── MATERIAL PROVIDED

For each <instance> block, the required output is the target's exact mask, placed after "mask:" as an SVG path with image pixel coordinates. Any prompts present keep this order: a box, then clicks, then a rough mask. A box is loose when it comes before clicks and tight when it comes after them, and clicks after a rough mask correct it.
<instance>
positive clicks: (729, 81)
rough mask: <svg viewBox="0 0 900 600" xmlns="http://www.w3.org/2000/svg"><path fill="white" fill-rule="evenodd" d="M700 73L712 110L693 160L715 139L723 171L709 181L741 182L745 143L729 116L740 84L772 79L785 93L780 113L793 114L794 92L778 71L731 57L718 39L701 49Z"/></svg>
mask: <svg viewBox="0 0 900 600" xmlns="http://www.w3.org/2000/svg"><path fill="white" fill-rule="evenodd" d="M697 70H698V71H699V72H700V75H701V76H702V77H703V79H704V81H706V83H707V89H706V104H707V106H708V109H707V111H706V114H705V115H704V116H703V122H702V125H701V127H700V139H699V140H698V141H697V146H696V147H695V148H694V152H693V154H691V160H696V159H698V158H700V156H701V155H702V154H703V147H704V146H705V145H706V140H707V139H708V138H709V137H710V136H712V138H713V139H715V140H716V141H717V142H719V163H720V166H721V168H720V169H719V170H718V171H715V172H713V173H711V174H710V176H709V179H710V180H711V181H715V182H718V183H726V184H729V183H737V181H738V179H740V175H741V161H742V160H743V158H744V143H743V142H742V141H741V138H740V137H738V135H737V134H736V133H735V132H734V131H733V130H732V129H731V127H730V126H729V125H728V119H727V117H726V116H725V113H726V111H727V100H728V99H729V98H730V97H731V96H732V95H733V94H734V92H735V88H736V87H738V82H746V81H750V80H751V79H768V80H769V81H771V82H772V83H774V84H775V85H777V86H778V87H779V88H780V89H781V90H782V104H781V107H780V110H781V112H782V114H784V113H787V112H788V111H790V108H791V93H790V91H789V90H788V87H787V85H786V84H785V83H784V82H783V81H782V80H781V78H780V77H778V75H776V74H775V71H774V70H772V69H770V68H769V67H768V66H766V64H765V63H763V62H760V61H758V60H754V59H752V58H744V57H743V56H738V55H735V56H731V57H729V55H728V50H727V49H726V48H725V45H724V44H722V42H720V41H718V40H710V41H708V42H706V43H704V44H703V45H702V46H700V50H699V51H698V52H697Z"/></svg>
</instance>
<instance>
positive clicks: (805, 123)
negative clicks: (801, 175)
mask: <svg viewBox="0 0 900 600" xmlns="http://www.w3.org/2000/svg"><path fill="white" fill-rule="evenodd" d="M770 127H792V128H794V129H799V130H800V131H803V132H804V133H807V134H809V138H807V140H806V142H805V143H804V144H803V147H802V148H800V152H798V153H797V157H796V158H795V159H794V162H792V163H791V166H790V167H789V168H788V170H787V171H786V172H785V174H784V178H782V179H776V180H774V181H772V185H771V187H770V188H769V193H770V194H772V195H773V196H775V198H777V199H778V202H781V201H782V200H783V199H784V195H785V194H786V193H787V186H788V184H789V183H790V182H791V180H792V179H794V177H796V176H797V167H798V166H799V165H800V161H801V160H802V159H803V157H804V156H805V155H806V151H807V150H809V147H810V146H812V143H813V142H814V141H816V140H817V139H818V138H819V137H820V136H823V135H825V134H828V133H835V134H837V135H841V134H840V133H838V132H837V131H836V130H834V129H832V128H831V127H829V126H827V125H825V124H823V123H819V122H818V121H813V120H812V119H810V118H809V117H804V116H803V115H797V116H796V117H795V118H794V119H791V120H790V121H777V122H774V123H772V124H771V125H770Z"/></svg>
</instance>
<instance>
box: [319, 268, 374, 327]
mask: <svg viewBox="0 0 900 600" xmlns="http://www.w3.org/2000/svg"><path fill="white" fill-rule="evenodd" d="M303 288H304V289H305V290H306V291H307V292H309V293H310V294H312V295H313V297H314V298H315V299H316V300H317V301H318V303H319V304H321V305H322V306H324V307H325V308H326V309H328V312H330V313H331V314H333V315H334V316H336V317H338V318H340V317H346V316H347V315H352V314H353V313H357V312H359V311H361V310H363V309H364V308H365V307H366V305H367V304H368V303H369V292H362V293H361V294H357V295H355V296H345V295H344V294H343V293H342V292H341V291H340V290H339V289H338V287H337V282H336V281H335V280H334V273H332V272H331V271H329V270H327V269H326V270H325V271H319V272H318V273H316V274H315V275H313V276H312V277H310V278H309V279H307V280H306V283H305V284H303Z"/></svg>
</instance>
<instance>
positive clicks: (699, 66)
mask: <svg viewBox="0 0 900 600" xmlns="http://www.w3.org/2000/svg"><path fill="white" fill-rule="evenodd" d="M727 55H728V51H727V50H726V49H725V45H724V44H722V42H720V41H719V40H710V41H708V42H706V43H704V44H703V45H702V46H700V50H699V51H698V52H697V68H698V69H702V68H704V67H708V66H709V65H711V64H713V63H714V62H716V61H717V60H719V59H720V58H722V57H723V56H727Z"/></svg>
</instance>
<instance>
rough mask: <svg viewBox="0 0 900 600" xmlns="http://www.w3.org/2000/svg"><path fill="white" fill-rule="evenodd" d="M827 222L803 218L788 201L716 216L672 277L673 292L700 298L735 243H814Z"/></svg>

────

• **WORK ORDER**:
Output the data once more, exactly as it appears above.

• **TASK RESULT**:
For each <instance> block, the required output is the target's exact mask, placed after "mask:" as an SVG path with image pixel coordinates. Any prompts present keep this order: a box, then clicks, then a rough mask. A box is loose when it comes before clicks and tight when it comes after them, and clicks after a rough mask correct it.
<instance>
positive clicks: (729, 81)
rough mask: <svg viewBox="0 0 900 600" xmlns="http://www.w3.org/2000/svg"><path fill="white" fill-rule="evenodd" d="M700 73L712 110L693 160L715 139L723 171L709 181L741 182L745 143L729 116L740 84L772 79L785 93L780 113L793 114L794 92L778 71L731 57L718 39L701 49Z"/></svg>
mask: <svg viewBox="0 0 900 600" xmlns="http://www.w3.org/2000/svg"><path fill="white" fill-rule="evenodd" d="M697 70H698V71H699V72H700V75H701V76H702V77H703V79H704V81H706V83H707V89H706V104H707V106H708V109H707V111H706V114H705V115H704V116H703V122H702V125H701V127H700V139H699V140H698V141H697V146H696V147H695V148H694V152H693V154H691V160H696V159H698V158H700V156H701V155H702V154H703V147H704V146H705V145H706V140H707V139H708V138H709V137H710V136H712V138H713V139H715V140H716V141H717V142H719V163H720V166H721V168H720V169H719V170H718V171H715V172H713V173H711V174H710V176H709V179H710V180H711V181H715V182H718V183H726V184H729V183H737V181H738V179H740V175H741V161H742V160H743V158H744V143H743V142H742V141H741V138H740V137H738V135H737V134H736V133H735V132H734V131H733V130H732V129H731V127H730V126H729V125H728V119H727V117H726V116H725V113H726V111H727V100H728V99H729V98H730V97H731V96H732V95H733V94H734V92H735V88H736V87H738V82H746V81H750V80H751V79H768V80H769V81H771V82H772V83H774V84H775V85H777V86H778V87H779V88H780V89H781V90H782V104H781V107H780V110H781V112H782V114H784V113H787V112H788V111H790V108H791V93H790V91H789V90H788V87H787V85H786V84H785V83H784V82H783V81H782V80H781V78H780V77H778V75H776V74H775V71H774V70H772V69H770V68H769V67H768V66H766V64H765V63H763V62H760V61H758V60H754V59H752V58H744V57H743V56H738V55H735V56H731V57H729V55H728V50H727V49H726V48H725V45H724V44H722V42H720V41H718V40H710V41H708V42H706V43H704V44H703V45H702V46H700V50H699V51H698V52H697Z"/></svg>
</instance>
<instance>
positive clicks: (805, 123)
negative clicks: (801, 175)
mask: <svg viewBox="0 0 900 600" xmlns="http://www.w3.org/2000/svg"><path fill="white" fill-rule="evenodd" d="M770 127H792V128H794V129H799V130H800V131H803V132H804V133H807V134H809V138H807V140H806V142H805V143H804V144H803V147H802V148H800V152H798V153H797V157H796V158H795V159H794V162H792V163H791V166H790V167H789V168H788V170H787V171H786V172H785V174H784V178H782V179H776V180H774V181H772V185H771V187H770V188H769V193H770V194H772V195H773V196H775V198H777V199H778V202H781V201H782V200H783V199H784V195H785V194H786V193H787V186H788V184H789V183H790V182H791V180H792V179H794V177H796V176H797V167H798V166H799V165H800V161H801V160H802V159H803V157H804V156H805V155H806V151H807V150H809V147H810V146H812V143H813V142H814V141H816V140H817V139H818V138H819V137H820V136H823V135H825V134H828V133H835V134H837V135H841V134H840V133H838V132H837V131H836V130H834V129H832V128H831V127H829V126H827V125H825V124H823V123H819V122H818V121H813V120H812V119H810V118H809V117H804V116H803V115H797V116H796V117H795V118H794V119H791V120H790V121H777V122H774V123H772V124H771V125H770Z"/></svg>
</instance>
<instance>
box: [319, 268, 374, 327]
mask: <svg viewBox="0 0 900 600" xmlns="http://www.w3.org/2000/svg"><path fill="white" fill-rule="evenodd" d="M303 288H304V289H305V290H306V291H307V292H309V293H310V294H312V295H313V297H314V298H315V299H316V300H317V301H318V303H319V304H321V305H322V306H324V307H325V308H326V309H328V312H330V313H331V314H333V315H334V316H336V317H338V318H340V317H346V316H347V315H352V314H353V313H357V312H359V311H361V310H363V309H364V308H365V307H366V305H367V304H368V303H369V292H362V293H361V294H357V295H355V296H345V295H344V294H343V293H342V292H341V291H340V290H339V289H338V287H337V282H336V281H335V280H334V273H332V272H331V271H329V270H327V269H326V270H325V271H319V272H318V273H316V274H315V275H313V276H312V277H310V278H309V279H307V280H306V283H305V284H303Z"/></svg>
</instance>
<instance>
positive clicks: (699, 66)
mask: <svg viewBox="0 0 900 600" xmlns="http://www.w3.org/2000/svg"><path fill="white" fill-rule="evenodd" d="M727 55H728V51H727V50H726V49H725V45H724V44H722V42H720V41H719V40H710V41H708V42H706V43H704V44H703V45H702V46H700V50H699V51H698V52H697V68H698V69H702V68H704V67H708V66H709V65H711V64H713V63H714V62H716V61H717V60H719V59H720V58H722V57H723V56H727Z"/></svg>
</instance>
<instance>
rough mask: <svg viewBox="0 0 900 600" xmlns="http://www.w3.org/2000/svg"><path fill="white" fill-rule="evenodd" d="M827 222L803 218L788 201L716 216L672 277L673 292L700 298L735 243H814Z"/></svg>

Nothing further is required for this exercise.